(Object location annotation data)
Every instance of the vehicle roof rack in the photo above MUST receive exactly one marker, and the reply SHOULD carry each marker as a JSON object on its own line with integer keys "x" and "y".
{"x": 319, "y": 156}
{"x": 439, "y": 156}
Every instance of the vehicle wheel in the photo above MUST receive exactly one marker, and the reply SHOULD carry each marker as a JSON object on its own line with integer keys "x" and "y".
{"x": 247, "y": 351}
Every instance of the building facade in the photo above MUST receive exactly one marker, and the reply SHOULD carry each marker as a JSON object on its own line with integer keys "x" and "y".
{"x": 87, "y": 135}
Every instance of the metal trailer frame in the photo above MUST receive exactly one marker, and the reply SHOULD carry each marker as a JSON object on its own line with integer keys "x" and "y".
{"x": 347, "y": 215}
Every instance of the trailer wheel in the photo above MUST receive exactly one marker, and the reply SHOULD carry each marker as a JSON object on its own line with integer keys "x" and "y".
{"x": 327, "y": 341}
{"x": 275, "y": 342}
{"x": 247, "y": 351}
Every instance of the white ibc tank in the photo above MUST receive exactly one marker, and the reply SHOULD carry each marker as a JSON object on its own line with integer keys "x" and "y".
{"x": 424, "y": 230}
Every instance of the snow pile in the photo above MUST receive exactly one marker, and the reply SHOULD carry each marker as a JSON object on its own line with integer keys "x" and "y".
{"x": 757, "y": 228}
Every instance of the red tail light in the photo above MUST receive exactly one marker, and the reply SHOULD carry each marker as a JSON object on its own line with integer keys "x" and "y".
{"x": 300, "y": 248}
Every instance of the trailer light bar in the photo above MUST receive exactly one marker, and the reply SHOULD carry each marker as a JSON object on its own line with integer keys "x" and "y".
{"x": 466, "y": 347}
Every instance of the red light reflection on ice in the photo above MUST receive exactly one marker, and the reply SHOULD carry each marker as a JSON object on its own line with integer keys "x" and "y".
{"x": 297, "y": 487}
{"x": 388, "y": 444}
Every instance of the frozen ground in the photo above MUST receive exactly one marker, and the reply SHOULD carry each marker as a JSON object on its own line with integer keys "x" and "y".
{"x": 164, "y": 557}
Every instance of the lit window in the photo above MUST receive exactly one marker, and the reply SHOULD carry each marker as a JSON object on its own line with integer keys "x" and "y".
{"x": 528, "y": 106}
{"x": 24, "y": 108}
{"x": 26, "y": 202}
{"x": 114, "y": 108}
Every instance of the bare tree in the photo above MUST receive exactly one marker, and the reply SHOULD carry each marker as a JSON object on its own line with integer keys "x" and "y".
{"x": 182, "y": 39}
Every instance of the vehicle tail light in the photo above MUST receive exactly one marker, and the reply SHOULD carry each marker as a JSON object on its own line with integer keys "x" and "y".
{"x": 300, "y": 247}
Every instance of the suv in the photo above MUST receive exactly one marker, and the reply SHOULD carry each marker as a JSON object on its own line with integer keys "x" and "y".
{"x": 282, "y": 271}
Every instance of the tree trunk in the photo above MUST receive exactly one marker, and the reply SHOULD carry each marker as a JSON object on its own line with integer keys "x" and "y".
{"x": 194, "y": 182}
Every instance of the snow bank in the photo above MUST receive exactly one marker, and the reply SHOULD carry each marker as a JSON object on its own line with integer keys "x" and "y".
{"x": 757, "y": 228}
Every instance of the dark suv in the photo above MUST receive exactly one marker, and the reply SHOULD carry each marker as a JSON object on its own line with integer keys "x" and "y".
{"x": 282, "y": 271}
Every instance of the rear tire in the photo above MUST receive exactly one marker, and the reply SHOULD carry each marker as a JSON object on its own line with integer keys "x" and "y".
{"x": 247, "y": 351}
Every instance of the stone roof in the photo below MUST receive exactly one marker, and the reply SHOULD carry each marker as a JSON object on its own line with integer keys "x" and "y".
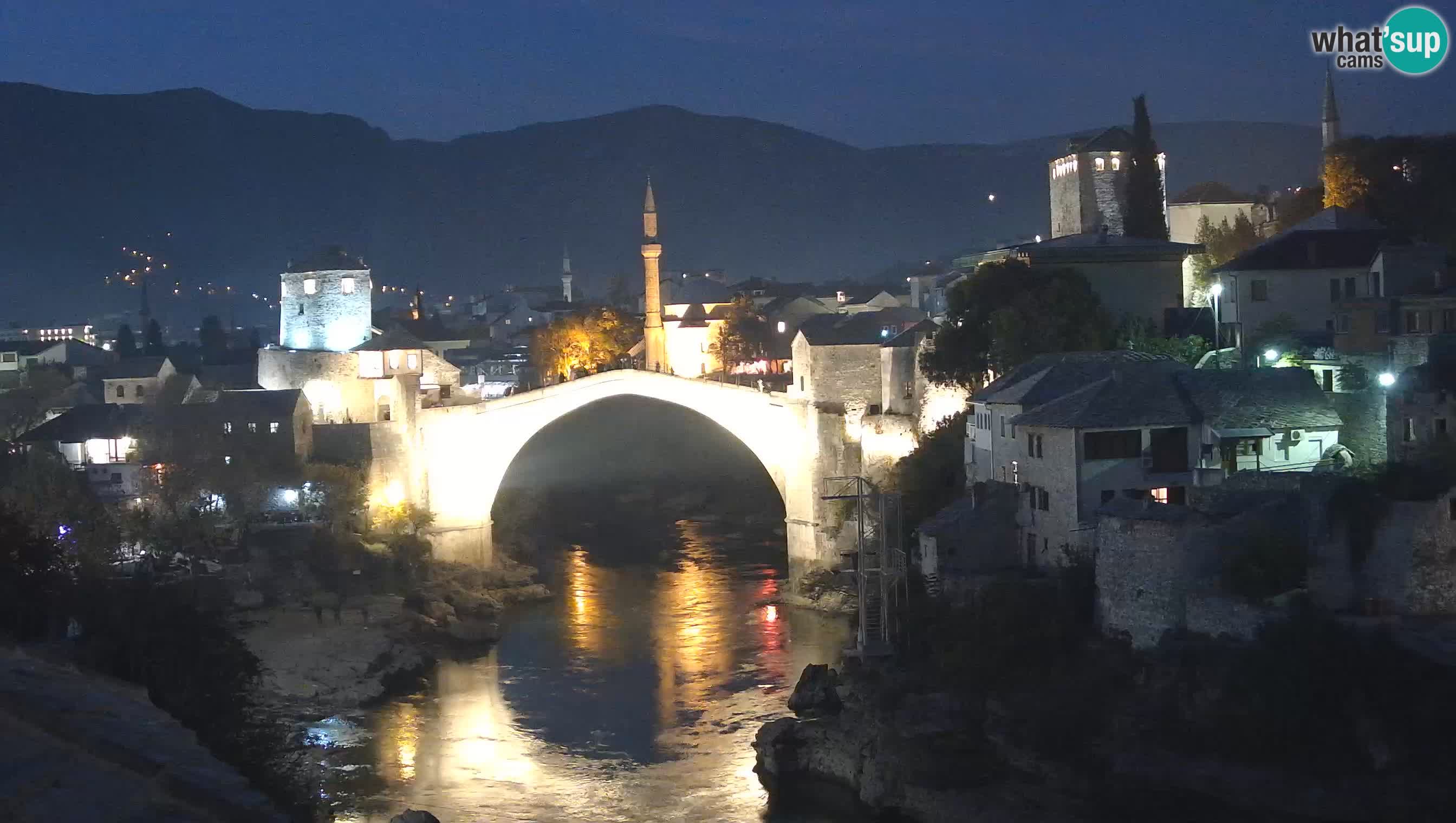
{"x": 1049, "y": 376}
{"x": 389, "y": 341}
{"x": 331, "y": 258}
{"x": 107, "y": 421}
{"x": 1271, "y": 398}
{"x": 862, "y": 328}
{"x": 133, "y": 368}
{"x": 1145, "y": 395}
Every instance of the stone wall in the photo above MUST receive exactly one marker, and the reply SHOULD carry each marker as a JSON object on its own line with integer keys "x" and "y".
{"x": 327, "y": 319}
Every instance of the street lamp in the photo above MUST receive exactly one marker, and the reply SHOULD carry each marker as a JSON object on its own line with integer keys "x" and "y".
{"x": 1218, "y": 330}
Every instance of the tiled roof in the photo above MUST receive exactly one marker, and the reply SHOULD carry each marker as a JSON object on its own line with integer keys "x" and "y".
{"x": 1049, "y": 376}
{"x": 134, "y": 368}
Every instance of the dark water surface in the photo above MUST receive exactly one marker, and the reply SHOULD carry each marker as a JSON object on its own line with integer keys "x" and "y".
{"x": 632, "y": 695}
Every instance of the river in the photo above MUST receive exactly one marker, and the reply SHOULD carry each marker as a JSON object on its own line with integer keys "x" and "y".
{"x": 632, "y": 695}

REQUIREMENT - All of the data needs repeating exactly, but the pictures do not.

FINISHED EXERCISE -
Every instance of the vehicle roof rack in the photo above MUST receive exactly one marker, and the reply SHOULD carry each marker as a JSON object on its own line with integer keys "x" and "y".
{"x": 319, "y": 156}
{"x": 439, "y": 156}
Every instance of the vehicle wheel in the photo above MUST receive exactly one marker, and the reply SHOULD carry each marker as a JSON object on its own line with integer keys "x" and "y".
{"x": 247, "y": 351}
Every instance of the building facade in the photo above MUST receive exactly one marker, and the reply SHOULD carry each marker as a JSON object on its own line with integer keys "x" and "y".
{"x": 87, "y": 135}
Every instance of the metal trailer frame in the photo above MUST receive exactly one marker, and the reply SHOULD carry each marker as a JSON object on its own line with integer keys "x" and "y".
{"x": 347, "y": 215}
Every instance of the trailer wheel in the photo above MUST receive exactly one marker, and the reply SHOULD carry each marker as a JSON object on its own line with integer keys "x" and "y".
{"x": 327, "y": 341}
{"x": 275, "y": 342}
{"x": 247, "y": 351}
Every instance of the white ibc tank in the photo above MUST receive exactly one marker, and the reply SHOULD carry each marker as a JSON object on its own line with integer keys "x" and "y".
{"x": 424, "y": 230}
Every instance of the snow pile in the photo above MUST receive exactly one marker, and the reply SHOULD carry each marker as a JSON object on its own line with integer keys "x" and "y".
{"x": 757, "y": 228}
Every instance of the red tail light in the photo above MUST receive exactly one marker, and the reply SHOULD carry each marker as a JSON object on its own line with integer keys "x" and "y".
{"x": 300, "y": 248}
Every instance of the trailer light bar in the photo above MUST receive exactly one marker, and the reply SHOULD carry each marker as a JSON object on its own line with integer keys "x" and "y".
{"x": 466, "y": 347}
Every instance of the red light reflection on ice in the photo above MUST receive exactly one marker, and the reply SHOULD carry each marker as a JSON object on its own line with integer keys "x" and "y".
{"x": 297, "y": 487}
{"x": 388, "y": 444}
Every instance of the frozen ground in the photo above MUST receive exactly one marker, and the reply SHOULD carry each marker as a JSON object on its own line with integer keys "x" and "y".
{"x": 164, "y": 557}
Every instance of the lit window in the photo above MUST receive exactly one marker, and the reply SHOULD carry each marker as a JSON object on its own line with integer keys "x" and "y".
{"x": 528, "y": 106}
{"x": 24, "y": 108}
{"x": 26, "y": 202}
{"x": 114, "y": 108}
Every instance of the bare tree in the photo above MUST receive exactly one marker, and the reply SHOULD carry each marker as a JSON object on its own line with integer keys "x" and "y".
{"x": 182, "y": 39}
Every instance of the vehicle tail light in the photo above MUST receive exactly one marker, and the reply SHOULD carry each marker as a JSON object on its own line with integer keys "x" and "y".
{"x": 300, "y": 247}
Every instance of the suv in the photo above MUST receive exactly one marker, and the reply SHOULD carry each marker as a JSON object on its own line with integer keys "x" and "y".
{"x": 282, "y": 271}
Every instance of the tree trunk in the photo above MUST receive exactly one marker, and the reply SHOULD carry each marker as a JSON object on its own line with integer keys "x" and "y".
{"x": 194, "y": 182}
Every instance of the snow bank in the photo above MUST receive exactly one marker, and the reply SHOULD carry each marker as a JSON object on its own line with integer keys "x" and "y".
{"x": 757, "y": 228}
Every instance of the dark suv in the photo above MUST receive exactly one marker, and the reply SHOULD carry each marker as a JSON object on its own line with integer keys "x" and "y".
{"x": 282, "y": 271}
Every instance of the rear tire in the photo above MUST receive exactly one marker, and the reply SHOULD carry each marker as a JSON object on its own line with integer keys "x" and "y".
{"x": 247, "y": 351}
Every instance of the stone roof in the photo below MUST receive exactly one marker, and the reply SHOULD carry each marker as a JSON object on its own line with integer keys "x" and "y".
{"x": 1049, "y": 376}
{"x": 389, "y": 341}
{"x": 331, "y": 258}
{"x": 107, "y": 421}
{"x": 1271, "y": 398}
{"x": 862, "y": 328}
{"x": 133, "y": 368}
{"x": 1145, "y": 395}
Every instance of the stone wall in the photo above MUST receive exactly one marker, and the reply SHOULD carry each marker as a JSON object on its own line with integer keys "x" and "y".
{"x": 327, "y": 319}
Every instance of the street lamp in the photo above MUST receive exactly one marker, and the reply SHOULD carry each marker as a JSON object on its own line with integer keys "x" and "y".
{"x": 1218, "y": 330}
Every instance of the tiled roof in the photo above MUST receive exactly one marker, and the reply SHOULD carry each marker as a JSON object on its own line with integer keys "x" and "y".
{"x": 1049, "y": 376}
{"x": 134, "y": 368}
Every instance of the dark water surface in the photo above MUST receive exactly one marker, and the reply SHOULD carry each marker as a JSON object on its own line with integer keys "x" and "y".
{"x": 632, "y": 695}
Every instance of the river in the photo above MUST receive exactly one marker, and the reply SHOULD carry each marker as a JSON object on its own line with integer keys "x" and "y".
{"x": 632, "y": 695}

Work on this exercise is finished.